[Opening Information given section]

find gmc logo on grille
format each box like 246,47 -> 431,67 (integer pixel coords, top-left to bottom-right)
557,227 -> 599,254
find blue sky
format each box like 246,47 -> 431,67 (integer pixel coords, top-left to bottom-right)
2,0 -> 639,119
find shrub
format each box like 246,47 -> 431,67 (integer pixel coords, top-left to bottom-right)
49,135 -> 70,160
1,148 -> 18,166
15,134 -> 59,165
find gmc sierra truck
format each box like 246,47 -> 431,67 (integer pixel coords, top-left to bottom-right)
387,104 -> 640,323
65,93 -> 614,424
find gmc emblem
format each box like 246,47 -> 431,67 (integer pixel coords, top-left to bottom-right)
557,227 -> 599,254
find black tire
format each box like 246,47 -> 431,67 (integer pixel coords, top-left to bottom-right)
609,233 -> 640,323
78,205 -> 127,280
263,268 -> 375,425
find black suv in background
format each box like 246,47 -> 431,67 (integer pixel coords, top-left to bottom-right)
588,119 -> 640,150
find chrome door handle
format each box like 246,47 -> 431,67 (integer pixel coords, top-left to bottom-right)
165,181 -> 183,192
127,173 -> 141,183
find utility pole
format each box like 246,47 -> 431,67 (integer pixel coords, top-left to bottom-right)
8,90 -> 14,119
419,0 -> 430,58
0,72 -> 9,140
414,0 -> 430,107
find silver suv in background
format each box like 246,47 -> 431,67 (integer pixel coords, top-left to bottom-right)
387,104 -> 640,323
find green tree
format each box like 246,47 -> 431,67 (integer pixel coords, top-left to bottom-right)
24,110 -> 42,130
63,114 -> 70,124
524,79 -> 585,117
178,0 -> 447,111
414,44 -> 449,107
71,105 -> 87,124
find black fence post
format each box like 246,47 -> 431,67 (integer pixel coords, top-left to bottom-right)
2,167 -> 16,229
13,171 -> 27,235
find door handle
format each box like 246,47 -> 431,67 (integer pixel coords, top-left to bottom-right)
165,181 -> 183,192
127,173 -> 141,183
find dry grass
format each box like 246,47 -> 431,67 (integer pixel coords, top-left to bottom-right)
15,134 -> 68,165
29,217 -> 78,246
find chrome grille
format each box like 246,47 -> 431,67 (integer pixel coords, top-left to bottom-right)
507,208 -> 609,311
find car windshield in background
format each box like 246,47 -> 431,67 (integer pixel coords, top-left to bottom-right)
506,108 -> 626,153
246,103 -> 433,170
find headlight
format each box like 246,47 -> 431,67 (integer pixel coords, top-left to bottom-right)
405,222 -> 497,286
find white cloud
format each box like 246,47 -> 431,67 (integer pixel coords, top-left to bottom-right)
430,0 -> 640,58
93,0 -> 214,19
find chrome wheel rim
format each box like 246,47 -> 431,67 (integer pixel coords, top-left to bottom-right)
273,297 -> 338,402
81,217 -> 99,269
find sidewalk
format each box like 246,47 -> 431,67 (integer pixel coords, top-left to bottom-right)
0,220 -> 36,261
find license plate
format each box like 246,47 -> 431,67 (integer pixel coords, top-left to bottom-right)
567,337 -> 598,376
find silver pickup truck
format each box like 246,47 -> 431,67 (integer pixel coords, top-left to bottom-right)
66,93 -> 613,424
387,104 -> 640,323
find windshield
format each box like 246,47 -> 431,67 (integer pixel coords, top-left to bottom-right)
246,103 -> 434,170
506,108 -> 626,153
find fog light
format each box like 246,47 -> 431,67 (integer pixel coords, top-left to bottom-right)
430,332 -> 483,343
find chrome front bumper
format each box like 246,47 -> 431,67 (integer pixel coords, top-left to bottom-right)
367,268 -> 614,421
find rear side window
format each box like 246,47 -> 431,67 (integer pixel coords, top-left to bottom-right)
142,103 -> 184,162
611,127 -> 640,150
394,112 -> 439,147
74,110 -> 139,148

[Closing Information given section]

What this task involves
In full and without alteration, reproduce the records above.

Exercise output
find gmc logo on grille
format each box like 246,47 -> 431,67 (integer pixel coords, top-left to bottom-right)
557,227 -> 599,254
find blue sky
format each box like 246,47 -> 431,67 (integer pixel coords, top-left to bottom-right)
2,0 -> 639,119
find shrub
format each box like 246,47 -> 431,67 (integer pixel coords, top-left to bottom-right)
49,135 -> 70,160
1,148 -> 18,166
15,134 -> 59,165
find gmc sierra truck
format each box like 246,47 -> 431,67 (integer pixel coords, top-left to bottom-right)
387,104 -> 640,323
65,93 -> 614,424
find gmc emblem
format each box like 246,47 -> 431,67 (integer pixel coords, top-left to bottom-right)
557,227 -> 599,254
find black tire
format each box like 246,47 -> 431,67 (integer pixel coords, top-left to bottom-right)
609,233 -> 640,323
78,205 -> 127,280
263,268 -> 375,425
find black suv in background
format each box like 246,47 -> 431,67 (integer pixel coords, top-left to bottom-right)
588,119 -> 640,150
find chrome door handle
format each box like 246,47 -> 431,67 (integer pixel coords, top-left to bottom-right)
165,181 -> 183,192
127,173 -> 141,183
find utility pole
format each box like 246,47 -> 431,67 (integer pixel coords, top-left to bottom-right)
8,90 -> 14,119
419,0 -> 430,58
0,72 -> 9,140
414,0 -> 430,107
find silver suv in background
format each box like 246,47 -> 431,67 (integer pixel coords, top-left to bottom-right)
387,104 -> 640,323
find green tree
format each box like 246,47 -> 431,67 (integer pixel coords, top-left to bottom-right)
24,110 -> 42,130
63,114 -> 70,124
524,79 -> 585,117
178,0 -> 447,111
414,44 -> 449,107
71,105 -> 87,124
find black fence post
format each box like 246,47 -> 431,67 (integer pixel coords, top-left to bottom-right)
2,167 -> 16,229
13,171 -> 27,235
find door handle
format each box like 246,47 -> 431,67 (integer pixel coords, top-left to bottom-right)
165,181 -> 183,192
127,173 -> 141,183
find dry grass
format each box like 246,47 -> 431,67 (integer pixel coords, top-left to bottom-right)
15,134 -> 68,165
29,217 -> 78,246
find chrome grille
format each box like 246,47 -> 431,67 (integer pixel coords, top-left to bottom-right)
507,208 -> 609,311
find car windshield in background
format each box like 246,47 -> 431,67 (integer pixel coords, top-left to bottom-right)
506,108 -> 626,153
246,103 -> 433,170
find headlight
format each box like 246,47 -> 431,67 (integer pixel coords, top-left to bottom-right)
405,222 -> 497,286
find white cloud
format each box like 246,47 -> 431,67 (integer pixel coords, top-left to bottom-right)
430,0 -> 640,58
93,0 -> 214,19
find chrome wheel rim
format each box like 246,47 -> 431,67 (integer pixel coords, top-left to bottom-right)
273,297 -> 338,402
81,217 -> 99,269
find sidewalk
format each box like 246,47 -> 431,67 (integer pixel coords, top-left to bottom-right)
0,220 -> 36,261
find license plate
format each box like 246,47 -> 431,67 (integer pixel coords, top-left to bottom-right)
567,337 -> 598,376
find silver pickup truck
format each box like 246,47 -> 431,67 (integer pixel coords, top-left to bottom-right)
66,93 -> 613,424
387,104 -> 640,323
find windshield
format each box like 246,47 -> 431,67 (integer pixel coords, top-left to bottom-right)
246,103 -> 434,170
506,108 -> 626,153
find fog light
format each box like 246,47 -> 431,67 (integer pixel coords, top-left to bottom-right)
430,332 -> 483,343
find chrome front bumper
format each box like 246,47 -> 431,67 (integer pixel coords, top-left to bottom-right)
367,268 -> 614,421
find rear side window
format each box like 246,47 -> 431,67 (integer pixel coords, top-left to bottom-right)
142,103 -> 184,162
611,127 -> 640,150
394,112 -> 439,147
74,110 -> 139,148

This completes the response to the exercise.